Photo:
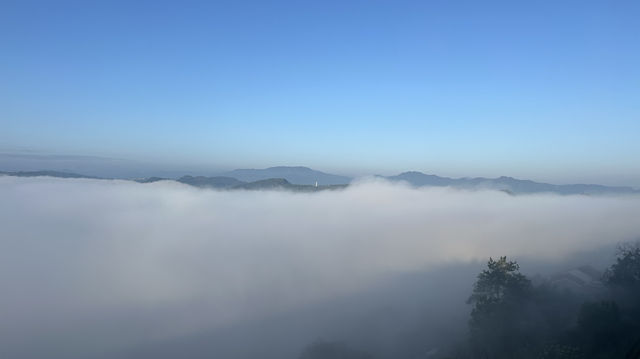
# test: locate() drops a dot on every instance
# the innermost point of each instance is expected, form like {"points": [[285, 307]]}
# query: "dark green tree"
{"points": [[498, 327]]}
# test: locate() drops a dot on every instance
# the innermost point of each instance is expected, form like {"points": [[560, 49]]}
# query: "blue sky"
{"points": [[542, 90]]}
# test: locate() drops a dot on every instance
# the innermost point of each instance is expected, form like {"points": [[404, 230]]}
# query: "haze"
{"points": [[93, 267]]}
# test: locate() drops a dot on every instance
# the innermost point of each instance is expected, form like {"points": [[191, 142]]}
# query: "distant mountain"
{"points": [[507, 184], [294, 175], [303, 179]]}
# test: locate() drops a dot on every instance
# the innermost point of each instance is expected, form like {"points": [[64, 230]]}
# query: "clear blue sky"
{"points": [[547, 90]]}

☆ ☆ ☆ ☆ ☆ ☆ ☆

**Task instructions:** Write the entries above out again exactly, but not the pictures.

**Solution:**
Photo:
# test: locate() drops a dot on every instance
# the innermost point of each instance is expected, form like {"points": [[285, 307]]}
# query: "dark green tree"
{"points": [[498, 327]]}
# test: locate() drops a dot on every instance
# the innermost point of each instance is expected, form like {"points": [[560, 49]]}
# query: "blue sky"
{"points": [[542, 90]]}
# test: locate() drops a dot on every instance
# the innermost point of each instance is expected, form like {"points": [[404, 230]]}
# query: "haze"
{"points": [[93, 267]]}
# test: locate() drops a dot on every instance
# the innermost point of each instance is expected, form like {"points": [[191, 142]]}
# query: "distant mountain"
{"points": [[507, 184], [294, 175], [303, 179]]}
# test: locate() drops a dot on every instance
# the innermost point of each instance is expected, form like {"points": [[64, 230]]}
# query: "clear blue sky"
{"points": [[547, 90]]}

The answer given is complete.